Every record is to be returned as written, with no omissions.
--- The records Enclosed Below ---
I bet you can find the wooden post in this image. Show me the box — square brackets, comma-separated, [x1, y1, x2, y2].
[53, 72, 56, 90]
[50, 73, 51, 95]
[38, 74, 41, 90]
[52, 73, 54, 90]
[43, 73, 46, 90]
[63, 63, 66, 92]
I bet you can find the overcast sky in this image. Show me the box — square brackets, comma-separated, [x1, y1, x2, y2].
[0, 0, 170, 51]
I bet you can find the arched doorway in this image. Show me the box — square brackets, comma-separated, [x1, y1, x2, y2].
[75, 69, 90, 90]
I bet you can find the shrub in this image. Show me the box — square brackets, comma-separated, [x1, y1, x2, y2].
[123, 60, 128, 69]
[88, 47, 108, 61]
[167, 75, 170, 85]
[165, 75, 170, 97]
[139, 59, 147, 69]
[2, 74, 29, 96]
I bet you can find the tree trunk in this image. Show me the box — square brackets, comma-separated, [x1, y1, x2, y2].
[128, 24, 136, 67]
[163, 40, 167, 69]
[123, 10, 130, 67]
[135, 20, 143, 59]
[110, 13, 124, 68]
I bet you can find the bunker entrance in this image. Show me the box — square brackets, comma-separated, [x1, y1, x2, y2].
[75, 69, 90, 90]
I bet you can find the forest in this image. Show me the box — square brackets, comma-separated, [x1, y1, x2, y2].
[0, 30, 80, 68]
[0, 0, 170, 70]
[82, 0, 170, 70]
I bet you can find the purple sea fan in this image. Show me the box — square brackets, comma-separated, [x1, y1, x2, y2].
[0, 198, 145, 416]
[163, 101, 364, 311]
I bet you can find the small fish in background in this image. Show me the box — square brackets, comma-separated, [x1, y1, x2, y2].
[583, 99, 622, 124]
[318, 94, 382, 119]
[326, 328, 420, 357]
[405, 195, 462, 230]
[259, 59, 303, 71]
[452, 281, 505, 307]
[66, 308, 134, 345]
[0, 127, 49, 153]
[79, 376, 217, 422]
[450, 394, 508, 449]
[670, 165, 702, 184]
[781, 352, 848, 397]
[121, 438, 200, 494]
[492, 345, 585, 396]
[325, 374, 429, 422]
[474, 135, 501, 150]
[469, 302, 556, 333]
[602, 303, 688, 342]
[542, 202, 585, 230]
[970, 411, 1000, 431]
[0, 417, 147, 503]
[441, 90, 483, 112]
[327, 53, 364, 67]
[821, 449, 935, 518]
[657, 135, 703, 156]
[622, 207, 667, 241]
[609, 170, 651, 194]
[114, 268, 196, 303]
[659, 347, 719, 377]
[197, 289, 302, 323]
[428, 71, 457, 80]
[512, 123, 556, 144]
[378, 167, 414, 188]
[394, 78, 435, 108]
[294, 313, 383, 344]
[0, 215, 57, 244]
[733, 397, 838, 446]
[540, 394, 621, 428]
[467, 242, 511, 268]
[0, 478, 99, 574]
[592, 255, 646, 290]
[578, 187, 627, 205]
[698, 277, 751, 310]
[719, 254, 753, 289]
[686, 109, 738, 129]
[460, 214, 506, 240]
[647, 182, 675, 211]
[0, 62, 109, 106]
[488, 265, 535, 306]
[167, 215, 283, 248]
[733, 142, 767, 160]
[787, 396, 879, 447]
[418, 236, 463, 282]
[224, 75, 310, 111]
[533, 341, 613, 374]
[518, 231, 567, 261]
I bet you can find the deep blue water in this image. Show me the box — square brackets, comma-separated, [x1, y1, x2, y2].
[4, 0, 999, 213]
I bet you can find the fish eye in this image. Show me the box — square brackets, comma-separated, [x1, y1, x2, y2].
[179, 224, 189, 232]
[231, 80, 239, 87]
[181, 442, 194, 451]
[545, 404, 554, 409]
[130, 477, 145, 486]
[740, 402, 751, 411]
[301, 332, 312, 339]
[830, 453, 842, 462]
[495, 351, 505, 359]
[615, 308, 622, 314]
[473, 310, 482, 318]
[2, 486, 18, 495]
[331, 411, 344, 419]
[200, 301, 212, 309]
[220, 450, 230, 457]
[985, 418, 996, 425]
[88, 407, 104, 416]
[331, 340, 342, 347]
--- End of Enclosed The records ---
◆ **Result**:
I bet you can find the wooden post in this image. Show me the box — square brackets, comma-separated, [x1, y1, x2, y2].
[53, 72, 56, 90]
[50, 73, 51, 95]
[38, 74, 41, 90]
[52, 73, 54, 90]
[43, 73, 46, 90]
[63, 63, 66, 92]
I bet you can find the overcast sky in this image. Show me the box — square brackets, comma-separated, [x1, y1, x2, y2].
[0, 0, 170, 51]
I bet you can find the arched doorway in this image. Show me the box — square brackets, comma-separated, [x1, y1, x2, y2].
[75, 69, 90, 90]
I bet you can find the shrub in this image. Show me the box — square brackets, comma-separated, [x1, y1, x2, y2].
[123, 60, 128, 69]
[88, 47, 108, 61]
[167, 75, 170, 85]
[165, 75, 170, 97]
[139, 59, 147, 69]
[2, 74, 29, 96]
I bet you can find the tree trunk in this image. Show me the box — square brackets, comma-separated, [x1, y1, x2, y2].
[128, 24, 136, 67]
[163, 40, 167, 69]
[123, 10, 130, 67]
[135, 20, 143, 59]
[110, 13, 124, 68]
I bet you can find the bunker entrance in this image. Show me the box — square brackets, comma-separated, [x1, y1, x2, y2].
[75, 69, 90, 90]
I bet you can find the forest in this image. Show me the box — square brackets, comma-separated, [x1, y1, x2, y2].
[0, 30, 80, 68]
[0, 0, 170, 70]
[82, 0, 170, 70]
I bet you can find the purple sea fan in this image. Show me the box — square brackets, comma-separated, [x1, y1, x2, y2].
[0, 198, 145, 416]
[163, 101, 364, 311]
I bet you can find the small fish in background in this image. Show me the box — square brackets, comma-separated, [x1, y1, x2, y2].
[583, 99, 622, 124]
[318, 94, 382, 119]
[326, 328, 420, 357]
[405, 195, 462, 230]
[259, 59, 303, 71]
[452, 281, 505, 307]
[66, 308, 134, 345]
[0, 127, 49, 153]
[79, 376, 217, 422]
[450, 394, 508, 449]
[670, 165, 702, 184]
[781, 352, 848, 397]
[121, 438, 200, 494]
[492, 345, 585, 396]
[325, 374, 429, 422]
[474, 135, 501, 150]
[469, 302, 556, 333]
[602, 303, 688, 342]
[542, 202, 585, 230]
[970, 411, 1000, 431]
[0, 417, 147, 503]
[441, 90, 483, 112]
[327, 53, 364, 67]
[821, 449, 935, 518]
[657, 135, 703, 156]
[622, 207, 667, 241]
[609, 170, 651, 194]
[114, 268, 196, 303]
[659, 347, 719, 377]
[197, 289, 302, 323]
[428, 71, 457, 80]
[512, 123, 556, 144]
[378, 167, 414, 188]
[394, 78, 435, 108]
[294, 313, 383, 344]
[0, 215, 57, 244]
[733, 397, 838, 446]
[540, 394, 621, 428]
[467, 242, 511, 268]
[0, 478, 99, 574]
[592, 255, 646, 290]
[578, 187, 627, 205]
[698, 277, 751, 310]
[719, 254, 753, 289]
[686, 109, 738, 129]
[460, 214, 506, 240]
[647, 182, 675, 211]
[0, 62, 109, 106]
[488, 265, 535, 306]
[167, 215, 283, 248]
[733, 142, 767, 160]
[787, 396, 879, 447]
[418, 236, 463, 282]
[224, 75, 310, 111]
[533, 341, 613, 374]
[518, 231, 567, 261]
I bet you can find the deep blue water in this image. Show me the box — square brackets, comma-separated, [x1, y1, x2, y2].
[4, 0, 999, 213]
I bet you can find the fish eye in this image. Show me the box — square brackets, comma-separated, [x1, y1, x2, y2].
[179, 224, 189, 232]
[231, 80, 239, 87]
[181, 442, 194, 451]
[545, 404, 554, 409]
[130, 477, 145, 486]
[740, 402, 751, 411]
[301, 332, 312, 339]
[830, 453, 842, 462]
[495, 351, 505, 359]
[615, 308, 622, 314]
[473, 310, 482, 318]
[2, 486, 18, 495]
[331, 411, 344, 419]
[200, 301, 212, 309]
[220, 450, 230, 457]
[985, 418, 996, 425]
[88, 407, 104, 416]
[331, 340, 342, 347]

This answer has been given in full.